▸ **What to produce**
Give the lines again exactly as they appear below, from the line with "Query: antenna mast" to the line with "Where can you spot the ceiling fan blade?", both included, and only those lines. Leave every picture out.

▸ **Image-grounded pointing data**

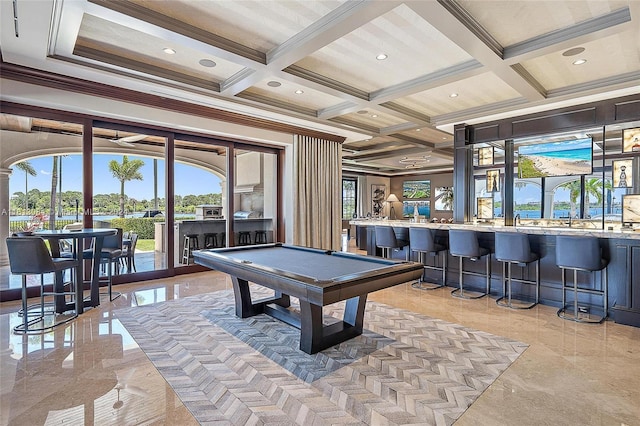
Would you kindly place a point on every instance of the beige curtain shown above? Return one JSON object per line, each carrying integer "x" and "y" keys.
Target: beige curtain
{"x": 317, "y": 192}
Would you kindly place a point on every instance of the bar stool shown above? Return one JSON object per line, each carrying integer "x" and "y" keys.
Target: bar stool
{"x": 514, "y": 247}
{"x": 30, "y": 256}
{"x": 581, "y": 254}
{"x": 464, "y": 244}
{"x": 244, "y": 238}
{"x": 190, "y": 243}
{"x": 110, "y": 256}
{"x": 386, "y": 239}
{"x": 421, "y": 241}
{"x": 261, "y": 237}
{"x": 210, "y": 240}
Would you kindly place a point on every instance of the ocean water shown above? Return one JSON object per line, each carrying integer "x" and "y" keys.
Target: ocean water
{"x": 568, "y": 154}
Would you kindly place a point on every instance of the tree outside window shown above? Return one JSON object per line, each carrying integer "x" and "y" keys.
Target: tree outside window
{"x": 348, "y": 197}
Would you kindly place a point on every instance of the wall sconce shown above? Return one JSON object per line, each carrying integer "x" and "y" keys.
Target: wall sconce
{"x": 392, "y": 199}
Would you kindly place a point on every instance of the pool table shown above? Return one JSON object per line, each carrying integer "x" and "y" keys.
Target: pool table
{"x": 315, "y": 277}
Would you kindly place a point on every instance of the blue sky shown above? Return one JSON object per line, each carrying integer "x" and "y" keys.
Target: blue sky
{"x": 189, "y": 180}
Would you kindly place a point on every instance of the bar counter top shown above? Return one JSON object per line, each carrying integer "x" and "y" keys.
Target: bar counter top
{"x": 533, "y": 230}
{"x": 621, "y": 247}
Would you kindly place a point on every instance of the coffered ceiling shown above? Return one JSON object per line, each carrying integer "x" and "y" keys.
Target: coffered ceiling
{"x": 446, "y": 62}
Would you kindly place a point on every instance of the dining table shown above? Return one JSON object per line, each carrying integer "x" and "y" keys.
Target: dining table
{"x": 78, "y": 237}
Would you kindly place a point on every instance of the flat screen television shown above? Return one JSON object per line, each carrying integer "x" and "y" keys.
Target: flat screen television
{"x": 562, "y": 158}
{"x": 416, "y": 189}
{"x": 424, "y": 208}
{"x": 485, "y": 208}
{"x": 631, "y": 208}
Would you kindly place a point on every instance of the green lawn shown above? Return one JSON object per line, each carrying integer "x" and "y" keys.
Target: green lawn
{"x": 145, "y": 245}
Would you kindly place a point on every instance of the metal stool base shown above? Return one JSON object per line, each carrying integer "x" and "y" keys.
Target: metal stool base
{"x": 569, "y": 314}
{"x": 421, "y": 285}
{"x": 515, "y": 303}
{"x": 467, "y": 294}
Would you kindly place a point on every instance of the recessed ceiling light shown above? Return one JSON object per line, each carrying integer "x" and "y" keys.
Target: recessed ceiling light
{"x": 573, "y": 52}
{"x": 207, "y": 63}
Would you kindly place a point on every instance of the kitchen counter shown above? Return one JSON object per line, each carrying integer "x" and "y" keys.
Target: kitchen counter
{"x": 620, "y": 247}
{"x": 533, "y": 230}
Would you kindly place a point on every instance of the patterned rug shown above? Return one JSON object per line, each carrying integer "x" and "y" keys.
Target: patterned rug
{"x": 405, "y": 368}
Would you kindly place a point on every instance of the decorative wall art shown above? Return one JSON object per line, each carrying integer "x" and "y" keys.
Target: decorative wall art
{"x": 622, "y": 173}
{"x": 378, "y": 197}
{"x": 631, "y": 140}
{"x": 485, "y": 156}
{"x": 493, "y": 180}
{"x": 444, "y": 198}
{"x": 485, "y": 208}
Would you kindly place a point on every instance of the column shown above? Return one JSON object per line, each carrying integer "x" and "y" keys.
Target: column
{"x": 4, "y": 217}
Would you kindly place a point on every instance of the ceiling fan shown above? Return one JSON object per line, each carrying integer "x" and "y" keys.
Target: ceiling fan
{"x": 126, "y": 141}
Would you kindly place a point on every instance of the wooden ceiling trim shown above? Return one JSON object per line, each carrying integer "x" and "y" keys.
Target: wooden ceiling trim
{"x": 87, "y": 87}
{"x": 101, "y": 56}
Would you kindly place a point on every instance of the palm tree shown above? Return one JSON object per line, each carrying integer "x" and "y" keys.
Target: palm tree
{"x": 592, "y": 187}
{"x": 124, "y": 172}
{"x": 54, "y": 187}
{"x": 28, "y": 169}
{"x": 446, "y": 197}
{"x": 574, "y": 193}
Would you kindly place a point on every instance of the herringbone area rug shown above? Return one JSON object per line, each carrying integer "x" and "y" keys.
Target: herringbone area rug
{"x": 406, "y": 368}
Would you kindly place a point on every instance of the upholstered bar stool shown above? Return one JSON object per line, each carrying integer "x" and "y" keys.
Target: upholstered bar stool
{"x": 244, "y": 238}
{"x": 421, "y": 241}
{"x": 191, "y": 243}
{"x": 110, "y": 256}
{"x": 581, "y": 254}
{"x": 30, "y": 256}
{"x": 261, "y": 237}
{"x": 210, "y": 240}
{"x": 464, "y": 244}
{"x": 515, "y": 248}
{"x": 386, "y": 239}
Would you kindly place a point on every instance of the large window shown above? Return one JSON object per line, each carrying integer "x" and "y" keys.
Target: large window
{"x": 349, "y": 194}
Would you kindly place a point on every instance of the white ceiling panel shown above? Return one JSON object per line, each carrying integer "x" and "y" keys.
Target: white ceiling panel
{"x": 286, "y": 92}
{"x": 606, "y": 58}
{"x": 472, "y": 92}
{"x": 260, "y": 25}
{"x": 510, "y": 22}
{"x": 413, "y": 46}
{"x": 129, "y": 44}
{"x": 374, "y": 118}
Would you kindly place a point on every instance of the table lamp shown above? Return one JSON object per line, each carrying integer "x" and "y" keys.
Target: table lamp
{"x": 392, "y": 199}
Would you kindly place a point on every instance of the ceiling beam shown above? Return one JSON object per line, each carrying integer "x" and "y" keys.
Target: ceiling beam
{"x": 565, "y": 38}
{"x": 451, "y": 20}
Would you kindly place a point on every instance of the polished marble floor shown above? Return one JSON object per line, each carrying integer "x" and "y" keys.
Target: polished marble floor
{"x": 92, "y": 372}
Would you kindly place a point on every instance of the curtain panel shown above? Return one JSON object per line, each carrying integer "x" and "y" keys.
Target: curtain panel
{"x": 317, "y": 193}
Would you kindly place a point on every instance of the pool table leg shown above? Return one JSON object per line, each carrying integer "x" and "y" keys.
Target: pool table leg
{"x": 315, "y": 336}
{"x": 245, "y": 307}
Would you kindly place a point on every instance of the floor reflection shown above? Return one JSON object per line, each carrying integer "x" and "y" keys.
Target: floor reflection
{"x": 89, "y": 371}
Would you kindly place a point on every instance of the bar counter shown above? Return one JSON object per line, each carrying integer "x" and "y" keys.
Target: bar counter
{"x": 621, "y": 247}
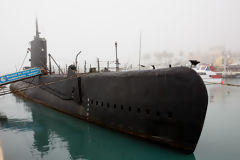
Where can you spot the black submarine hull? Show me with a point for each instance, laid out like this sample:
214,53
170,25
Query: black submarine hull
164,105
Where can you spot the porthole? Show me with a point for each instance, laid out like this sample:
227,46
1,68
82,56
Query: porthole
121,107
139,110
129,108
170,116
148,111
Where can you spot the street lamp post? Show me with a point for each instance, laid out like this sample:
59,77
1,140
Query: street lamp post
76,58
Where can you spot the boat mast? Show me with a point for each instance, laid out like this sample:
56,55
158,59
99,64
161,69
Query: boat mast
37,32
140,45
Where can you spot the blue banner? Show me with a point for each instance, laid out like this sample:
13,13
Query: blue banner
19,75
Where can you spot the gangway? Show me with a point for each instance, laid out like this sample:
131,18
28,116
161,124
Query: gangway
18,76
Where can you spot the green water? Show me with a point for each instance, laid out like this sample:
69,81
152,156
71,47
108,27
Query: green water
36,132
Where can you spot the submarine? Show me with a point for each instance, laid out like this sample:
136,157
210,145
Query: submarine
166,106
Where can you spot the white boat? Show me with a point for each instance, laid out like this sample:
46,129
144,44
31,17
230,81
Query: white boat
208,74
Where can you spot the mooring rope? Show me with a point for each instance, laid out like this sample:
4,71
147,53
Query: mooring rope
35,86
226,84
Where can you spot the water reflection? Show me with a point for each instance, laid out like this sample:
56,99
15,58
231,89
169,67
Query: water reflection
81,140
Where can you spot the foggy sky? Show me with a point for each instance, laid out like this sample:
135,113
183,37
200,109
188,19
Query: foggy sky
93,26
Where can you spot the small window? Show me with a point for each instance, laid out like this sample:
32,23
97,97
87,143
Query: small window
148,111
170,115
129,108
121,107
139,110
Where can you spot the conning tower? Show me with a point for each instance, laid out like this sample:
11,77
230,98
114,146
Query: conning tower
38,50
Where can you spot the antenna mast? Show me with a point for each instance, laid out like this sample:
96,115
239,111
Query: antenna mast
37,32
140,45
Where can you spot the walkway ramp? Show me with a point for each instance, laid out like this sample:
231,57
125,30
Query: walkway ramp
18,76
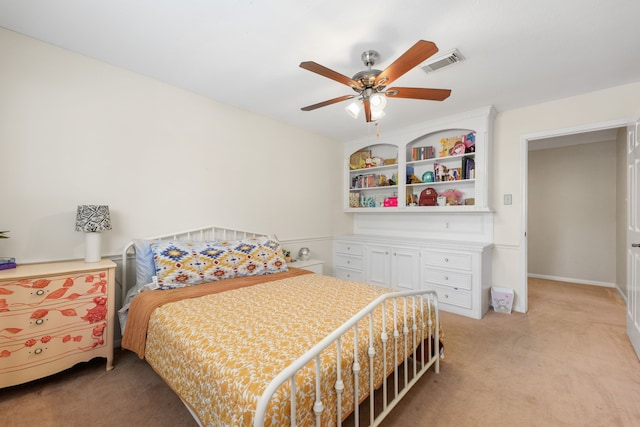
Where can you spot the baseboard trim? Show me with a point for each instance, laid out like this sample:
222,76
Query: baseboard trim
572,280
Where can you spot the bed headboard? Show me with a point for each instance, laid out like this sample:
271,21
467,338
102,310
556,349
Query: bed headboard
198,234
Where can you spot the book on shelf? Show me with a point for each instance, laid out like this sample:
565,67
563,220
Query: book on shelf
468,168
423,153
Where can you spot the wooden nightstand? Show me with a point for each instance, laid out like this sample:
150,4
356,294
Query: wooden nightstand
53,316
315,265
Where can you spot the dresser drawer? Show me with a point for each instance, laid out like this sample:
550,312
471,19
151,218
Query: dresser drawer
448,278
35,350
345,274
447,259
451,296
349,248
53,289
18,324
348,262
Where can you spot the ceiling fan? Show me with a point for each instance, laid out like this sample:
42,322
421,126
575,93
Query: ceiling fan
370,84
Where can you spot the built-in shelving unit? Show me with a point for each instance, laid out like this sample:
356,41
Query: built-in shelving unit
448,156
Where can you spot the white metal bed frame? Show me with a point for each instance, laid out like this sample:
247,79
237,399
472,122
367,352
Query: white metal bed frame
407,305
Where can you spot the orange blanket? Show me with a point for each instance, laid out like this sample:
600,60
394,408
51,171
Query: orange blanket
135,333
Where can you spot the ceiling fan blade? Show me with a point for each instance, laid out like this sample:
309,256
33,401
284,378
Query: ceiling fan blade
367,109
418,93
416,54
329,102
333,75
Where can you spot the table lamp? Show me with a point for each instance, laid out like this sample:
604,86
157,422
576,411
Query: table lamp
92,219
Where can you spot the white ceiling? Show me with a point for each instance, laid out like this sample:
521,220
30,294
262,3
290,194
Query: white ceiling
246,52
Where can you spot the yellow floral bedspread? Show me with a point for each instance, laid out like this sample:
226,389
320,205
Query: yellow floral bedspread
219,352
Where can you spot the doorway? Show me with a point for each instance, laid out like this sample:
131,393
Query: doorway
558,139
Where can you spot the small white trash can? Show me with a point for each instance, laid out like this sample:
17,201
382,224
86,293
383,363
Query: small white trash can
502,299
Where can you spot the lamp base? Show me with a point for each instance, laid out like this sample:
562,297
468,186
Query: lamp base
92,247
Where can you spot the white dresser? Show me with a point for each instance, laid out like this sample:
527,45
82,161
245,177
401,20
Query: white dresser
460,272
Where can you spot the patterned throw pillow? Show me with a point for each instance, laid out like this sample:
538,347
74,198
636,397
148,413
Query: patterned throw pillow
179,264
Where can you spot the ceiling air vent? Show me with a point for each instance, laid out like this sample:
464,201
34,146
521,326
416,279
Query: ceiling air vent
442,61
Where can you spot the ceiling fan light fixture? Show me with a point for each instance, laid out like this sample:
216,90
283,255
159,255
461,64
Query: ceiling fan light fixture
378,102
354,108
377,115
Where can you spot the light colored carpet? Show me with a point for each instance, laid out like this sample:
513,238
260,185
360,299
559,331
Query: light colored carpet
567,362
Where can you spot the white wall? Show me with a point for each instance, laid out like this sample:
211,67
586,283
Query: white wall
74,130
621,210
612,104
572,213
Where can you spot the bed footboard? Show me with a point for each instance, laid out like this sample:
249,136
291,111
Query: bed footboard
415,347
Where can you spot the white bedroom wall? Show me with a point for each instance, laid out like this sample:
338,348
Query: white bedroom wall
510,126
621,210
572,213
74,130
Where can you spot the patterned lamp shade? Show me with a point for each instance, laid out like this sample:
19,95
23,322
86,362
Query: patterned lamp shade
93,218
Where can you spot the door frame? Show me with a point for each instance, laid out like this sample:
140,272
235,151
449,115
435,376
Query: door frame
524,181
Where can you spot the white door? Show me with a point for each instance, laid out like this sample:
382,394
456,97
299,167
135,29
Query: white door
633,236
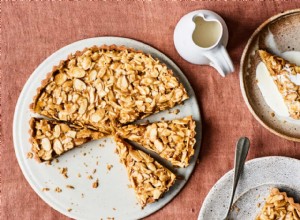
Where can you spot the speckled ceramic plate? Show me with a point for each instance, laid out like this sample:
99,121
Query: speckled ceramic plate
113,197
278,34
258,177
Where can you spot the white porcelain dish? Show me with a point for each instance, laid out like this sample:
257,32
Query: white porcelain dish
112,198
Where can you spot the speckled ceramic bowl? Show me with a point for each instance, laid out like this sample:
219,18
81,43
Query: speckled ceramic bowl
282,30
258,177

▸ **Reply to the task**
Query: antenna mast
37,32
140,45
Where can you spot the walkway ramp? Show me with a point for each instance, laid out like this sample:
231,57
125,30
Query: walkway ramp
18,76
Where can you spot the baseboard trim? Show me with a point for each instance, laid out like this sample:
222,76
Query: baseboard trim
572,280
Where can you spot the bed headboard? Show me with a point for each instance, laid out like this sample:
271,21
467,338
102,310
556,349
Query: bed headboard
198,234
Where can you spot the book on shelf? Show me with a point for each instance, laid out like this sample:
565,67
563,220
Query: book on shelf
468,168
423,153
Where can you spot the wooden nightstand? Show me with a point for each instance, laid out like this sample:
150,4
356,294
Query: wooden nightstand
53,316
315,265
Where can you spot the dresser drawer? Show me with a point for each instance, laid out like this sample:
550,312
471,19
151,218
Query: dresser drawer
448,278
35,350
345,274
447,259
451,296
349,248
53,289
18,324
348,262
Where can you spot the ceiling fan? Show me with a point for each instance, laid out like this sample:
42,322
421,126
575,93
Query: ceiling fan
370,84
Where can you spot the built-in shelving unit? Show me with a point for each instance, laid out like this sample:
356,41
Query: built-in shelving unit
448,156
Where can you spot the white metal bed frame? Show me with a point for each instance, laid out like this sample:
247,79
237,399
472,122
367,352
Query: white metal bed frame
407,305
Where can you spot the orange blanket? Show me with a point for each instance, laid out like this sample:
600,60
394,408
51,171
Query: orange blanket
135,333
Where can you spot the ceiling fan blade? Show me with a point for each instance, laid out like this sample:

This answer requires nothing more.